──────── Reading text ────────

The COVID-19 pandemic has presented a major challenge to the continuation of school sports, but she felt that SWAC and the Chinook School Division successfully navigated through the past two years.

“We are the only district in the province that were able to run some sport in-house and we’re one of the few that even this year has run every activity safely, which has been a great undertaking,” she said.

She noted it took a significant and concerted effort to create and implement measures to keep students healthy while sport activities were carried out.

“It was a big team effort with everybody, with the Chinook leadership team, our board, athletic directors, just to get our policy and to find a way to safely let kids play,” she said. “That was key with everything as we were going to do what was best and safest at all times.”

A key component of their successful strategy was the development and implementation of the Return to Sport protocol.

“Our Return to Sport document was actually used by other school divisions and districts in the province,” she said. “So it helped other districts to form theirs.”

This document made it possible for the Chinook School Division to resume sport activities in September 2021 in compliance with public health protocols that were then in place.

“It was huge,” she said about the protocol. “Without it, we would not have been allowed to do some of the activities. The local health authority was kept abreast of all of the recommendations and policies and procedures we put in place. The fact that we didn’t have one COVID transmission from school to school through sport speaks a lot to how solid that document was and how serious people took all of our protocols in place. That’s what allowed us to continue to do sport, as we were not seeing transmissions based on our school sport setting.”

The recent lifting of provincial public health restrictions means the various sport activities are now continuing without the requirements that were previously in place under the protocol.

“I would say for the most part we’re 90 to 95 per cent back to where we were pre-pandemic,” Gordon noted. “We fully recommend masking, physical distancing when possible, we encourage those to vaccinate if they feel that’s right for them, but we of course don’t mandate any of that. We do still see kids masking as they go onto courts or between games, and we definitely support that at any point in time, and the idea that if you have any symptoms, then you’re not taking part. So that piece is still in place.”

The pandemic had an impact on participation numbers and SWAC will look at ways to encourage students to return to school sport.

“I’m confident that as we work through next year and the next few years, those numbers will come back,” she said. “Time will tell. I’m not naive enough to think that COVID is gone, but as we work through and we check our participants and illness rates, we’ll slowly start to bring everybody back into sport as safely as possible. 

Lack of officials is an ongoing issue, specifically in soccer, football and basketball. SWAC offers free clinics in basketball and volleyball. She praised the efforts of athletic directors in the schools, who do their work on a voluntary basis, to deal with the challenges of the past few years.

“Schools have worked hard to get the coaches when they need them,” she said. “Some coaches have stepped back for a year or two and some officials, but our athletic directors have stuck through it and with as much as they have on their plate with COVID in their schools and teaching, which is their first job. They’ve done an awesome job of keeping our programs going in all our schools.”

──────── Supplied information ────────

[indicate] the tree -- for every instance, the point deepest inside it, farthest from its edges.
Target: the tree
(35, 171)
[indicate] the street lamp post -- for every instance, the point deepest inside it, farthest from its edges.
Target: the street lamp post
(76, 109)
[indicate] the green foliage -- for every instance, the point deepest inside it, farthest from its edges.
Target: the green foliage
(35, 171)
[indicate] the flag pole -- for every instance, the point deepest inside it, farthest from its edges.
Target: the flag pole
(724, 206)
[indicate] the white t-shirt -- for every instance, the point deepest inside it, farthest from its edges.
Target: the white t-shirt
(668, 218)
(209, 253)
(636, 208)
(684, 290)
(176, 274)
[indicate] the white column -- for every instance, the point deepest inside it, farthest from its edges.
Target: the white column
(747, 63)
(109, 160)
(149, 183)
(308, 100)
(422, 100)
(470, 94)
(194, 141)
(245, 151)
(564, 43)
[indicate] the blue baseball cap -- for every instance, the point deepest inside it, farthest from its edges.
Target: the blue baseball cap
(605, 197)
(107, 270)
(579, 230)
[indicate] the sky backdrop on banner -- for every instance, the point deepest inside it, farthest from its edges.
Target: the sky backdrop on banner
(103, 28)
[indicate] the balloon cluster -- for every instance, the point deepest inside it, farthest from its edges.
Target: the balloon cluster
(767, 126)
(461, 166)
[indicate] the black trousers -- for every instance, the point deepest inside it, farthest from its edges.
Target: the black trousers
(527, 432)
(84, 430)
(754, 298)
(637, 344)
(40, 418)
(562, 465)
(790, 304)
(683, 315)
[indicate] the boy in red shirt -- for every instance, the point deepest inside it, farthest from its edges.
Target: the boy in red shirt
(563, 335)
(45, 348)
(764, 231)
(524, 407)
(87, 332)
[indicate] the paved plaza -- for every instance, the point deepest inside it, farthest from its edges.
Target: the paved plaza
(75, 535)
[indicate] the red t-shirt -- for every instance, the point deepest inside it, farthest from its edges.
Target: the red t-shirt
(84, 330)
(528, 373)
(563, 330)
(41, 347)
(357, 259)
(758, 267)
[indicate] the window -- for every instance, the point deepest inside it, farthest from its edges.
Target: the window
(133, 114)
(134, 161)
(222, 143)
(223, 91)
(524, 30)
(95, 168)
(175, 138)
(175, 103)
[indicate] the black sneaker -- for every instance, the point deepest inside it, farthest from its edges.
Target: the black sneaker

────────

Work order A: According to the school sports article, in which sports is the shortage of officials an ongoing problem?
Work order B: In the school sports article, shorten the paragraph that begins "Lack of officials is an ongoing issue" into a brief list that keeps its main facts.

Exercise result A: Soccer, football and basketball.

Exercise result B:
- Officials are in short supply, especially in soccer, football and basketball.
- SWAC runs free clinics in basketball and volleyball.
- School athletic directors, who volunteer, were praised for handling the challenges of the past few years.